→ **Exercise passage**
- - - - -
MILVLG / openvqa

A lightweight, scalable, and general framework for visual question answering research
Apache License 2.0
318 stars 64 forks source link

Custom training data where the answer is sentence #62

Closed ihabZhaika closed 4 years ago

ihabZhaika commented 4 years ago

Hey @MIL-VLG , I want to get your advice if possible I was able to generate .npz files and to run the project, but i am facing weird issue I have some medical data consists of Q and A, each of them is sentence in the original VQA most of the answers are single word/number or something around, i am running the mcan_small, on the accuracy i always get 0.0 after inspecting i see that i have irrelevant predicted answers and 99% of the answers is the same, On the training i have very very small loss which makes me wonder how i get small loss(0.0006) and the answers are that much irrelevant

raw Data sample: synpic45783|what is abnormal in the x-ray?|hydroxyapatite crystal deposition disease Prepossessed data sample to fit the format[same sample] In the questions { "question_id": 183, "question": "what plane is demonstrated?", "image_id": 45783 }, In the annotations { "question_id": 130, "answers": [ { "answer_id": 1, "answer": "hydroxyapatite crystal deposition disease", "answer_confidence": "yes" } ], "answer_type": "other", "image_id": 45783, "question_type": "what is" },

Example for predicted answer[same prediction for all the validation set] {'image_id': 28204, 'answer_type': 'other', 'question_id': 0, 'question_type': 'was', 'answer': 'model'} What do you think i can do so overcome this issue ?
- - - - -
→ **Saved items from a collection**
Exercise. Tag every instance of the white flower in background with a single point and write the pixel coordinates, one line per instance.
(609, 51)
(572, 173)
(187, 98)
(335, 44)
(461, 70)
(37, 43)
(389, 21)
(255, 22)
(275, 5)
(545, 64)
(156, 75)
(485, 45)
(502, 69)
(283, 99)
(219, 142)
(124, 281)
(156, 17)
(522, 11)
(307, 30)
- - - - -
Copy the part of the openvqa thread from "raw Data sample: synpic45783|what" to "this issue ?", word for word. The entries are separate material and have no tie to the thread.

→ **Answer for the task**
raw Data sample: synpic45783|what is abnormal in the x-ray?|hydroxyapatite crystal deposition disease Prepossessed data sample to fit the format[same sample] In the questions { "question_id": 183, "question": "what plane is demonstrated?", "image_id": 45783 }, In the annotations { "question_id": 130, "answers": [ { "answer_id": 1, "answer": "hydroxyapatite crystal deposition disease", "answer_confidence": "yes" } ], "answer_type": "other", "image_id": 45783, "question_type": "what is" },

Example for predicted answer[same prediction for all the validation set] {'image_id': 28204, 'answer_type': 'other', 'question_id': 0, 'question_type': 'was', 'answer': 'model'} What do you think i can do so overcome this issue ?